> What the task requires
Give back the line where "in green polo" appears and all the lines after it until the listing ends, unchanged and with nothing else.

Point labeling dataset excerpts
---*---

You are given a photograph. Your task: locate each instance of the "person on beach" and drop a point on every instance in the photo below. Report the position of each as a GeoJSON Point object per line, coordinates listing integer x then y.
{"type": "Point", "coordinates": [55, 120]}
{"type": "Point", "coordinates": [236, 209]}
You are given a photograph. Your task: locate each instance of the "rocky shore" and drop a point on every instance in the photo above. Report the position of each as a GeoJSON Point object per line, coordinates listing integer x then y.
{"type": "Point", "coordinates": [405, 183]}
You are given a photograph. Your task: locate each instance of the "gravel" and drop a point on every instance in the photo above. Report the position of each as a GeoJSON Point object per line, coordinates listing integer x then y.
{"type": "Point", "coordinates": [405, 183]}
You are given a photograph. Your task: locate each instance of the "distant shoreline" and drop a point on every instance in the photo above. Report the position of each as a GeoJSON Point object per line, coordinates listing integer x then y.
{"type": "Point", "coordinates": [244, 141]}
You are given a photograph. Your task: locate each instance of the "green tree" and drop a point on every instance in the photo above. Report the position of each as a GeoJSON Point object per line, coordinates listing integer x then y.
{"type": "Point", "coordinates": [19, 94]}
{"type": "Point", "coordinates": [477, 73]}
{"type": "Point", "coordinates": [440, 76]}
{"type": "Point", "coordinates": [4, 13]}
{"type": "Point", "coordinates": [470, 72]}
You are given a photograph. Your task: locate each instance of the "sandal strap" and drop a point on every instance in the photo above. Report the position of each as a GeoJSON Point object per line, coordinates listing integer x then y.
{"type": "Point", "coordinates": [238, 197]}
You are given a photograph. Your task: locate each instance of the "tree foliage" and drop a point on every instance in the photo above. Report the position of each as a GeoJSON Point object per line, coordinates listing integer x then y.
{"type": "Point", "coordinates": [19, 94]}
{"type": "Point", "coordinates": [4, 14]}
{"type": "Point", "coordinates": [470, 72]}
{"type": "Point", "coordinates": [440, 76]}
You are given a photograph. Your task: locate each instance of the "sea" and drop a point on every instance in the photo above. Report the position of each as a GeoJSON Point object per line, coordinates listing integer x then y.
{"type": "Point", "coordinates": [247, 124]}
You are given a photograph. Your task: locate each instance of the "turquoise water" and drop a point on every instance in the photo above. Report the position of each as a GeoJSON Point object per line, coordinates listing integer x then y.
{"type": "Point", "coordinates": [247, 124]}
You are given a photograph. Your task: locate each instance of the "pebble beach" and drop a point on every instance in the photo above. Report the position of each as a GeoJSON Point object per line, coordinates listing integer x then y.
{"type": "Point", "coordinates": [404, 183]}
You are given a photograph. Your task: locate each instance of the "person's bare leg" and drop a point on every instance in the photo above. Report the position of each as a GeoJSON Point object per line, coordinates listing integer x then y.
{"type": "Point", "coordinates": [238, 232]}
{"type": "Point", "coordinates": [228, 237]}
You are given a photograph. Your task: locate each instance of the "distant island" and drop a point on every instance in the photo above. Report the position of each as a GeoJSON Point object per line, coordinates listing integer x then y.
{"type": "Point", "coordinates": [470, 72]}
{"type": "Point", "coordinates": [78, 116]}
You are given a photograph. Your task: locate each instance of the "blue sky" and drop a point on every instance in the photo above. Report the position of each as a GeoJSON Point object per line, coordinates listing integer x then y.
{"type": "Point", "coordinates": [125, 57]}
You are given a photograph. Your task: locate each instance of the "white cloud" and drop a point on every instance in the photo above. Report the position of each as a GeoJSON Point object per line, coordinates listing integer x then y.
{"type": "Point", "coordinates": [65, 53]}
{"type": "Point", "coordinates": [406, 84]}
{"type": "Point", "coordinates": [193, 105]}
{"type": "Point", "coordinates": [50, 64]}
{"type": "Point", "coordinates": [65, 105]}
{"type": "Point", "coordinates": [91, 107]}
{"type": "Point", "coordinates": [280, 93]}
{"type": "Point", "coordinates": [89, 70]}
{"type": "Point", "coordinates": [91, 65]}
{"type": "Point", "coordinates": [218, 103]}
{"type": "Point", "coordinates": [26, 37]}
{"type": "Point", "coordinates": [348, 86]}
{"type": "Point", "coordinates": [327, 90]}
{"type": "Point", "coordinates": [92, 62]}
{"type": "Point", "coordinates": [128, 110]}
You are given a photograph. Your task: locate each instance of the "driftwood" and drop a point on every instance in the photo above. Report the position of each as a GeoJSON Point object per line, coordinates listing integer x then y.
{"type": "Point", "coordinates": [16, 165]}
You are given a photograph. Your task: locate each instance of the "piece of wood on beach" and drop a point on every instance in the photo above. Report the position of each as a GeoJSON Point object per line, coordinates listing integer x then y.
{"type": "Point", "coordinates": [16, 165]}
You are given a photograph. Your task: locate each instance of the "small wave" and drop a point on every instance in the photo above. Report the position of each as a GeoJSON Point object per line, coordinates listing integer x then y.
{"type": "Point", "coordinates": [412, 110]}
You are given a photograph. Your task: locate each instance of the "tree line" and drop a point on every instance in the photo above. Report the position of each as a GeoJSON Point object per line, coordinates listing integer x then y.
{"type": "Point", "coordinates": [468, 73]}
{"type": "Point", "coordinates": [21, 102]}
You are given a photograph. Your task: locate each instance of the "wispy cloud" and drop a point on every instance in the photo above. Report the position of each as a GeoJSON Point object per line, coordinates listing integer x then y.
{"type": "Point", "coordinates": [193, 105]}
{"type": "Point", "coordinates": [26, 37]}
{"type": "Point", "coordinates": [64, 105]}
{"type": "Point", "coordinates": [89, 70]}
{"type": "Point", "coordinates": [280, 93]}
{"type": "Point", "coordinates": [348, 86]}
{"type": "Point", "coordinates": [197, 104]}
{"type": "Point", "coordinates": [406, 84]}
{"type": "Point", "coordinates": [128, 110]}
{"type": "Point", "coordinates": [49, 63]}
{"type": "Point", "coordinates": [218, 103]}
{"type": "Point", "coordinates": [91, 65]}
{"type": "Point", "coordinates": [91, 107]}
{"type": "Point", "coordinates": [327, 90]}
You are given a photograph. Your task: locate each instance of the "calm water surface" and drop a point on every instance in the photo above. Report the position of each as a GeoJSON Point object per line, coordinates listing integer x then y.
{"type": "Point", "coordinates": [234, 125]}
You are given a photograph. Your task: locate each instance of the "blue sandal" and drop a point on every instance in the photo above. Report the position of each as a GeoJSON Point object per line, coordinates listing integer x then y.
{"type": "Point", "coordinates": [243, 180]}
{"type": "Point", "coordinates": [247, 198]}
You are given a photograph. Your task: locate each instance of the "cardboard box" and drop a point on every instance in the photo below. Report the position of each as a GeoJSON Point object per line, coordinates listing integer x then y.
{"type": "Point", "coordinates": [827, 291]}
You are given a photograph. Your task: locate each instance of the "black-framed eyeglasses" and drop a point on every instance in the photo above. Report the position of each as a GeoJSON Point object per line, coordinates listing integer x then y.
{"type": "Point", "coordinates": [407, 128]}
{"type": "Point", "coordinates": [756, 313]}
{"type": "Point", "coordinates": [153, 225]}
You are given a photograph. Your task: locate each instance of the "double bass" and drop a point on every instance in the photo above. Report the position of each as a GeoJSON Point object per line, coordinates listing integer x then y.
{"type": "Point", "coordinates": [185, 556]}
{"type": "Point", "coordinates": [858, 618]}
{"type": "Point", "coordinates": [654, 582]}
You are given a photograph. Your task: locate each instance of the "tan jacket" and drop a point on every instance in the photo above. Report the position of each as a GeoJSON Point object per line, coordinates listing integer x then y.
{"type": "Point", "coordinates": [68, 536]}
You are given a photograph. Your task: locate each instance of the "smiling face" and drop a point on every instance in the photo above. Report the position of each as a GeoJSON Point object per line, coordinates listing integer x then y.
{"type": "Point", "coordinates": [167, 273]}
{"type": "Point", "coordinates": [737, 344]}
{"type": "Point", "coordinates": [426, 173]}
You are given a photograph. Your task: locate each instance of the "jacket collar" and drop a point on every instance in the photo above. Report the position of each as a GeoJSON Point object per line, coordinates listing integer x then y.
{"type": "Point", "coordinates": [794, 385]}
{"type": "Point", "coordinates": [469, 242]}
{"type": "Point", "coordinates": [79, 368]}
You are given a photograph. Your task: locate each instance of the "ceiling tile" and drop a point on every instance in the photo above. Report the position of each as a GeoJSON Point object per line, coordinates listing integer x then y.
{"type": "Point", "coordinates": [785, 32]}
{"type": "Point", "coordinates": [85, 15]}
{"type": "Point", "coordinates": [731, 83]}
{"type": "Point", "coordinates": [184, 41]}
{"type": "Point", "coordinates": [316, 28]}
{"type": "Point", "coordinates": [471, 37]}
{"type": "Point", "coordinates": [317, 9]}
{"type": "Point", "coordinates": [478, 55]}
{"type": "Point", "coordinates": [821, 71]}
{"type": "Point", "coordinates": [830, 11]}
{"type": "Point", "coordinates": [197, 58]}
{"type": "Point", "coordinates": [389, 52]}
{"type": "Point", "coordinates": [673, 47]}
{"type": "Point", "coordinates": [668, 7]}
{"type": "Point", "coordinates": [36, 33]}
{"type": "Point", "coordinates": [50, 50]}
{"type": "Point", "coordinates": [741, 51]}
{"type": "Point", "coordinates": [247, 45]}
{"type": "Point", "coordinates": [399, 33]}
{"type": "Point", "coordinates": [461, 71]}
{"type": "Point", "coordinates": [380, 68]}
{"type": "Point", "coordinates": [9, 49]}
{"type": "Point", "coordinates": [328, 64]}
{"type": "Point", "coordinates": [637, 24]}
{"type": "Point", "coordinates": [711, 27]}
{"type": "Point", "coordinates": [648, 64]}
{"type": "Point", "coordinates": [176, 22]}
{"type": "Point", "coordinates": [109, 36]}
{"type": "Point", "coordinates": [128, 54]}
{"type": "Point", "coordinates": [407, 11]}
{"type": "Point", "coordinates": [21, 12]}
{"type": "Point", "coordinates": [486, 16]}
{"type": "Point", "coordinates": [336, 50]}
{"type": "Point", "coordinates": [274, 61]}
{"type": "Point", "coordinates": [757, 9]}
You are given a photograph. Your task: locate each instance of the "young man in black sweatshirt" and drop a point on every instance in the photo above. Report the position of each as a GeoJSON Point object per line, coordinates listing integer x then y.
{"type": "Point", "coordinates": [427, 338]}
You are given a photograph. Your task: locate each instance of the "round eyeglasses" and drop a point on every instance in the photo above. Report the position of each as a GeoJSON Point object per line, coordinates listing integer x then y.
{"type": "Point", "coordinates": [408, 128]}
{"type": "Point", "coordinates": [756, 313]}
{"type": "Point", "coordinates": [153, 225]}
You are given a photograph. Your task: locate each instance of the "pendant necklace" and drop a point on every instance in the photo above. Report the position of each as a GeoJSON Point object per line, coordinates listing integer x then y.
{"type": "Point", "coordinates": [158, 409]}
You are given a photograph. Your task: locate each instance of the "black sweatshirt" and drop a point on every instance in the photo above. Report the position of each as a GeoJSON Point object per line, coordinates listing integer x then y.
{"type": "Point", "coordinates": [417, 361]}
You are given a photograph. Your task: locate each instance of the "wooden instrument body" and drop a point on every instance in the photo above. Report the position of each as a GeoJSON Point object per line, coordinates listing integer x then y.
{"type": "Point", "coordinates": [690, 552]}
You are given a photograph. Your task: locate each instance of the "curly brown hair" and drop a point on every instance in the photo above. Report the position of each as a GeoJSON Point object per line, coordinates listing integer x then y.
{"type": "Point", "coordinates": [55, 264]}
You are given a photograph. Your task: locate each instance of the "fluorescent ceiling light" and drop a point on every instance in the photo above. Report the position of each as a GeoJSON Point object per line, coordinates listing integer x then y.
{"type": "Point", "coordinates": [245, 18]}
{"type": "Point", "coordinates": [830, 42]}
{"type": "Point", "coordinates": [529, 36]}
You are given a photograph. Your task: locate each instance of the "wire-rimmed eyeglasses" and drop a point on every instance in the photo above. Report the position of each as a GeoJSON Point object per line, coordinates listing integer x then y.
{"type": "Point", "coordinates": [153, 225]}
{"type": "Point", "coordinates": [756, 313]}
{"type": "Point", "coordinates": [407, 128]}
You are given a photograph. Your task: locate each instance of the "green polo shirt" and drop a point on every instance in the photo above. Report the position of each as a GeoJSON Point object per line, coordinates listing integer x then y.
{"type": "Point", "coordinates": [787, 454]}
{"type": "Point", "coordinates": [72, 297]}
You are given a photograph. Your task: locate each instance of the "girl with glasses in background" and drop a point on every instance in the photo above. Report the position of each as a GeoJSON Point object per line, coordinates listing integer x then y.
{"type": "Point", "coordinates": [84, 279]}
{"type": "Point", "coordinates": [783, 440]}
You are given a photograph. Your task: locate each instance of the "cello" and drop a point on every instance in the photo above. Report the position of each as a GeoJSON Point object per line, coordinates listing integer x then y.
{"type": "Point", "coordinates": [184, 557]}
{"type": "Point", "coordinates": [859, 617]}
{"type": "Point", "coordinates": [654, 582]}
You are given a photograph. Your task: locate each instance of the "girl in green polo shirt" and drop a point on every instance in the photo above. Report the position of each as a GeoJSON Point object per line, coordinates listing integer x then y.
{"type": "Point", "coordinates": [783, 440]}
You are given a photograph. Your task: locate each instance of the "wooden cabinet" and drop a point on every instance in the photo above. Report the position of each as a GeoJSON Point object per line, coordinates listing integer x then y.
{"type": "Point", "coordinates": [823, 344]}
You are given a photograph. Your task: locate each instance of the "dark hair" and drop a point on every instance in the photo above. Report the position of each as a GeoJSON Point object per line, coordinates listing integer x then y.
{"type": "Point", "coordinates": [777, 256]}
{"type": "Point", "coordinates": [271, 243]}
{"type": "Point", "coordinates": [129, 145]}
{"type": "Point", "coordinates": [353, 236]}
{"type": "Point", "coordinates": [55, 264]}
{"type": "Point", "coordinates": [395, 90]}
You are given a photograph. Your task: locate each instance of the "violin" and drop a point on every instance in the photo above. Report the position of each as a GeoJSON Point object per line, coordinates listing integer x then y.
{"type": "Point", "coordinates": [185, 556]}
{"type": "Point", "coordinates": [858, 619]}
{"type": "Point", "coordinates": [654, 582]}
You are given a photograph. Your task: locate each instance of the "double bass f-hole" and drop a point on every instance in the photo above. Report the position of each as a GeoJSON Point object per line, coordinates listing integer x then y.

---*---

> Output below
You are given a photograph. Your task: locate each instance of the "girl in green polo shirt" and drop a point on every instance in the photo above. Report the position of each as a GeoJSON Point object per line, coordinates listing integer x then y.
{"type": "Point", "coordinates": [783, 440]}
You are given a photograph. Your task: locate each instance of the "wooden cabinet" and drop a point on every instance in the photo above. Report the position of each as a GeoJSON Point object per line, coordinates listing integer x then y.
{"type": "Point", "coordinates": [823, 344]}
You are given a photograph. Your task: locate each instance of the "dark hair" and drop a point on every instance in the photo above. Report the position of each as a GeoJSON Point object per line, coordinates listing integer x then y.
{"type": "Point", "coordinates": [777, 256]}
{"type": "Point", "coordinates": [271, 243]}
{"type": "Point", "coordinates": [129, 145]}
{"type": "Point", "coordinates": [353, 236]}
{"type": "Point", "coordinates": [55, 264]}
{"type": "Point", "coordinates": [395, 90]}
You are given a photograph. Your task: locate each instance of the "violin" and drop a point on every instance in the photo above. Report the position of each as a GeoJSON Point object per line, coordinates listing integer x then y.
{"type": "Point", "coordinates": [185, 556]}
{"type": "Point", "coordinates": [858, 619]}
{"type": "Point", "coordinates": [654, 582]}
You are given a photograph. Your task: locate each instance of the "double bass f-hole" and drop a point on every instance in the photo above. Report the position of each as a GeoJSON Point object per line, coordinates listing integer x then y.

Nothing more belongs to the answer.